#### [Selection]
Why single malt lovers should switch to Cognac
A look at one of the great characters of the drinks trade, David Baker, the man behind Hermitage Cognac. Plus a special bottle to buy for the Macallan lover in your life.
With his tweed jacket and sizeable frame David Baker looks like he could have stepped out of Jancis Robinson’s Vintners Tales (available on Youtube for anyone curious what the wine world was like until surprisingly recently). Baker’s job is finding and bottling rare cognac, mainly from the vineyards of Grand Champagne, which he bottles under the Hermitage brand. He’s been doing it since 1987 and his unrivalled contacts in the region means he’s able to unearth some miraculous liquids.
I’ve been lucky enough to have lunch with Baker, he’s a keen luncher, on three occasions. Most memorably in 2020 at the Draper’s Arms in Islington during a break from all those lockdowns. We shared an enormous meat pie and a bottle of Chateau Poujeaux 2010, among other things. After we had eaten Baker poured me a tiny measure of a deep brown liquid, a look of almost religious wonder came across his face and in his soft Sussex accent began to rhapsodise. It was a Grand Champagne from 1885 which had spent 100 years in wood and then decanted into a glass demi-john. Apparently it was showing its age but a further 10 years in a newish cask rejuvenated it. Baker described it as “beyond the quality of anything we have come across before.”
I had a little sniff and my senses were assaulted with heady aromas of furniture polish followed by overripe pineapples, apricots, dark chocolate and tobacco. Baker describes it as “double rancio”. Rancio refers to rich flavours of walnut, pineapple and dried apricot produced over time during the interaction between the cask, alcohol and oxygen which you find in old cognac, tawny port and malt whisky. What was remarkable about the palate was the sheer freshness of it after more than a century in oak.
Now obviously this was extremely expensive - around £5,000 a bottle. But Baker stocks affordable stuff like a multiple award-winning 1995 Grand Champagne (more about this below) which cost £140 from Brandy Classics. That’s a 30 year old vintage dated single cask spirit where there’s fewer than 250 bottles in existence for less than a bottle of Talisker 18 year old. Incidentally, a 30 year old Talisker will cost you around £1,000.

#### [Dataset extract]
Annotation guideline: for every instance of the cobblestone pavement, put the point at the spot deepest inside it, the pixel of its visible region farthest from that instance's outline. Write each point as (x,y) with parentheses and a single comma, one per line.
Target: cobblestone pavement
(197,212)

#### [The task]
List every aroma the cognac article says the writer smelled on sniffing the 1885 Grand Champagne.

#### [Answer to this task]
Furniture polish, overripe pineapples, apricots, dark chocolate, tobacco